以下の行をすべて、一字一句違えずに引用しなさい。ただし、画像は解答に含めないこと。

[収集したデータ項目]
::::

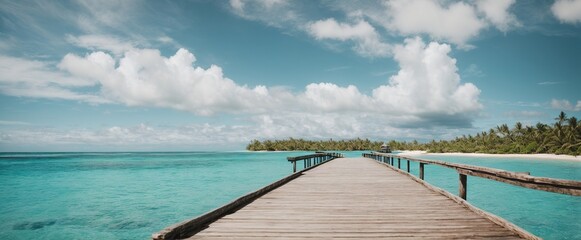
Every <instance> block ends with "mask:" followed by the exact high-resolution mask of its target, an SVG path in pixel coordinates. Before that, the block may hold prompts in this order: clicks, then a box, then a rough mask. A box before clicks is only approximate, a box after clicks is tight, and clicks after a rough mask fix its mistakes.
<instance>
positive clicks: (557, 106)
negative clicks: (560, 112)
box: [551, 99, 581, 112]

::::

解答:
Every <instance> block ends with "mask:" followed by the exact high-resolution mask of its target, an SVG path in pixel coordinates. Before that, the block may hold prompts in this order: clicks, then a box, then a rough mask. A box before clicks is only approximate, a box after clicks is tight, and clicks after a rough mask fix its mistakes.
<instance>
positive clicks: (557, 106)
negative clicks: (560, 112)
box: [551, 99, 581, 112]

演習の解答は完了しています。